- _TEXT BLOCK_

William "Bill" E. Castrow

 

Seattle Ramblers

 End

1953 - 1963

Bill Castrow began his athletic career at West Seattle High School where he bloomed into a giant 6'7" 230-pound athletic end, garnering All-City honors in 1948 and a member of the Tri-City eleven all-stars taking on the Washington All-State team in 1950.  An injury forced him out of the 1949 campaign costing him a 2nd consecutive spot on the all-city team.  Accumulating nine letters and three inspirational awards during his high school career, Castrow was nominated as one of West Seattle's best athletes of all time in November of 1950.

 

University of Washington football coach Howard Odell encouraged Bill to attend junior college to get his academics up so he could play for the Huskies, but following the 1952 season the Board of Regents fired Odell after going 7-3 and a 3rd place finish in the Pacific Coast Conference.  New coach John Cherberg was not interested in Castrow so he volunteered with the US Coast Guard.  Following his discharge, the Huskies loss was the Seattle Ramblers gain as Castrow went on to anchor the best minor league team in the Northwest, while Cherberg was fired after 3 seasons in what was considered the 2nd worst in Seattle history including a payoff scandal that led to NCAA sanctions against UW.

 

Bill Castrow was already making his mark by the 1954 season as sports writer Martin Chess described the "gigantic end" scoring the final touchdown as the University of British Columbia Thunderbirds were dominated 20-0 by the Ramblers.  From Canada to California, Bill Castrow was known around the football circuit and caught the eyes of the Los Angeles Rams and Green Bay Packers who offered training camp tryouts.  However, his mother fell severely ill, and with a new wife, he decided staying home in Seattle was his best choice.  54-years of marriage and a lifetime of community involvement and goodwill proved it was the correct decision.

- _DATASET CONTENT_
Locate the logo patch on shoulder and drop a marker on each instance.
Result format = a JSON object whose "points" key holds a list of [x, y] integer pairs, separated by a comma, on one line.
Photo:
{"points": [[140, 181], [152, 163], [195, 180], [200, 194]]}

- _INSTRUCTIONS_
a: List each distinct four-digit year that appears in the three paragraphs of the Bill Castrow profile, excluding the heading lines, in the order each first appears.
b: Write the next part of the Bill Castrow profile, continuing from its final sentence.

- _ANSWERS TO THE TASKS_
a: 1948, 1950, 1949, 1952, 1954

b:
For the next decade, Castrow would quietly lead the Ramblers as one of the best ends around and in 1959 was awarded the team's coveted Inspirational Award.  The Ramblers would go 43-7 from 1957 to 1961.  The expansion of minor league football in 1962 with the Tacoma Tyees and Edmonds Warriors started to chip away at the Ramblers dominance, but Castrow stayed loyal to the very end including becoming the coach from 1960-1963, remaining with the Ramblers until the untimely passing of Don Sprinkle, the originator and coach of the legendary team.

 

Following the end of the Ramblers franchise, Bill expanded his businesses in the food service distribution and brokerage industry specializing in frozen seafood, retiring in 1997 after forty years.  During that time he returned to his Coast Guard roots and in 1970 joined the Queen City Yacht Club where the family spent nearly every weekend cruising to Winslow to assist with marina construction or venturing out to Roche Harbor.  Even with all of his activities, he never missed any of his kids' or grandkids' sporting events, and rarely missed a football practice.

 

Honored as a life member of the Queen City Yacht Club, original Seafair Pirate, and West Seattle High 50-year Monogram Club, Castrow was honored by his Rambler teammates as one of the initial inductees into the Pacific Northwest Football Hall of Fame in the early 1990's.

 

Bill passed away in 2008 after a long illness at the age of 76.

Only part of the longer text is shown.